### Work to complete
In this exercise, reproduce all the entries that follow exactly.
--- Data shown ---
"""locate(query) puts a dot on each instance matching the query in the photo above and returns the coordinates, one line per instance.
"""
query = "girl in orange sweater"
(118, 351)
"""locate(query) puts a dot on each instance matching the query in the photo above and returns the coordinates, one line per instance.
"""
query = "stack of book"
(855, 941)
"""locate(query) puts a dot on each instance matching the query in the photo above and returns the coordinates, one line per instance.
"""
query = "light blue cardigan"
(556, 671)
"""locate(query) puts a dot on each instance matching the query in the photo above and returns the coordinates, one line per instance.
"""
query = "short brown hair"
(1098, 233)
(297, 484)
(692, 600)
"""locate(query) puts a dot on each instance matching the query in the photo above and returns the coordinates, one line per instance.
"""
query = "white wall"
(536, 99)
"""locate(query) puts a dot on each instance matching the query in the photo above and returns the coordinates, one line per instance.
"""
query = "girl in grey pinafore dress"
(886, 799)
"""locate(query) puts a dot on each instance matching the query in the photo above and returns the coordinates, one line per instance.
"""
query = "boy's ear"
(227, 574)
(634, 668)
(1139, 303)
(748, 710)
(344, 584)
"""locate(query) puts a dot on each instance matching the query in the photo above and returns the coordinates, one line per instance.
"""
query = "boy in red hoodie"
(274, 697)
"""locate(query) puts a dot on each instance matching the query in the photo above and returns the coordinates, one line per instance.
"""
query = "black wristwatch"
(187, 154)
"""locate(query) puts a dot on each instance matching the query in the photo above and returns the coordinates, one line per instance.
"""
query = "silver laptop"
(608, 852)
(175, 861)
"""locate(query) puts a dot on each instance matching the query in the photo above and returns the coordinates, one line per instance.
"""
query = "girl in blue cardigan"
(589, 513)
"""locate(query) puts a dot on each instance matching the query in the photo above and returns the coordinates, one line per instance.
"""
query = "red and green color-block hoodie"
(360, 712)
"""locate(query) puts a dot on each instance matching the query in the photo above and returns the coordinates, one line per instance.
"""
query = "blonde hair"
---
### Output for this exercise
"""locate(query) puts a dot on each instance matching the query in the photo above and returns the coordinates, one line per instance.
"""
query = "girl in orange sweater"
(118, 351)
"""locate(query) puts a dot on each instance matching the query in the photo above and returns the coordinates, one line per instance.
"""
query = "stack of book"
(855, 941)
"""locate(query) puts a dot on each instance matching the query in the photo above and returns the coordinates, one line per instance.
"""
query = "light blue cardigan"
(556, 671)
"""locate(query) puts a dot on each instance matching the query in the photo above and returns the coordinates, one line per instance.
"""
query = "short brown hair"
(1098, 233)
(297, 484)
(692, 600)
"""locate(query) puts a dot on each instance matching the query in the photo above and returns the coordinates, one line per instance.
"""
query = "white wall"
(536, 99)
"""locate(query) puts a dot on each instance matching the query in the photo above and returns the coordinates, one line per instance.
"""
query = "girl in grey pinafore dress"
(886, 799)
"""locate(query) puts a dot on each instance matching the query in the photo above and returns the coordinates, one line per instance.
"""
query = "boy's ear"
(227, 574)
(634, 668)
(1139, 303)
(748, 710)
(344, 584)
"""locate(query) puts a dot on each instance matching the query in the photo above and returns the coordinates, one line per instance.
"""
query = "boy in red hoodie"
(274, 697)
"""locate(query) puts a dot on each instance matching the query in the photo above and returns the coordinates, one line per instance.
"""
query = "black wristwatch"
(187, 154)
"""locate(query) puts a dot on each instance matching the query in the photo above and returns the coordinates, one line per instance.
"""
query = "silver laptop"
(608, 852)
(175, 861)
"""locate(query) puts a dot on each instance matching the query in the photo above and returns the coordinates, one line per instance.
"""
query = "girl in blue cardigan"
(589, 513)
"""locate(query) puts a dot on each instance matching the query in the photo above and returns the coordinates, one line per instance.
"""
query = "red and green color-block hoodie"
(360, 712)
"""locate(query) puts a dot on each instance matching the query in the photo above and returns the coordinates, one line per instance.
"""
query = "blonde hair"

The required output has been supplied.